WHAT IS REQUIRED
Where the listing below reaches the line containing "Phrase: stone wall", start writing out lines exactly, and stop once the line containing "Phrase: blue sky" has been written.
· · · · ·
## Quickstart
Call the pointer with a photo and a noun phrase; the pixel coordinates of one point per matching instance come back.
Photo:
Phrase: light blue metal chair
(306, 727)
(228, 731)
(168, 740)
· · · · ·
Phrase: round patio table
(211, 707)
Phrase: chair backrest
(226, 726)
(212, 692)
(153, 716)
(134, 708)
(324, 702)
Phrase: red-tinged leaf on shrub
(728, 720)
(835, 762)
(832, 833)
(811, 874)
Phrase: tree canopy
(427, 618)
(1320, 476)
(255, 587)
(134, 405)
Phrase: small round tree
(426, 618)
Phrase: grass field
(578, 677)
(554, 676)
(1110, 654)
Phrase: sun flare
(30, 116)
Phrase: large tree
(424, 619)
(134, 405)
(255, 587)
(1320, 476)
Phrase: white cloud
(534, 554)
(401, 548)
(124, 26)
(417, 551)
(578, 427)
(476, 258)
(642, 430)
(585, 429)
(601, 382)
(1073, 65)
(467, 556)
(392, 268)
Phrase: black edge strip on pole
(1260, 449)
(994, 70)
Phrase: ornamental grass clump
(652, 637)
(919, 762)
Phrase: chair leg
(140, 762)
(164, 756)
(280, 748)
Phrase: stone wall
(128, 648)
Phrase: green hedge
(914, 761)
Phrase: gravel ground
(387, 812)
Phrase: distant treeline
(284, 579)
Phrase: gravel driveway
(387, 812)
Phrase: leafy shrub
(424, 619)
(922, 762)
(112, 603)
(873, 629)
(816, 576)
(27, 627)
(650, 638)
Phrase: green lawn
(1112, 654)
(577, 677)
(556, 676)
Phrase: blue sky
· · · · ·
TASK RESULT
Phrase: stone wall
(128, 648)
Phrase: green hedge
(914, 761)
Phrase: gravel ground
(387, 812)
Phrase: distant treeline
(284, 579)
Phrase: gravel driveway
(387, 812)
Phrase: leafy shrub
(424, 619)
(922, 762)
(112, 603)
(873, 629)
(816, 576)
(27, 627)
(650, 638)
Phrase: green lawn
(1112, 654)
(577, 677)
(556, 676)
Phrase: blue sky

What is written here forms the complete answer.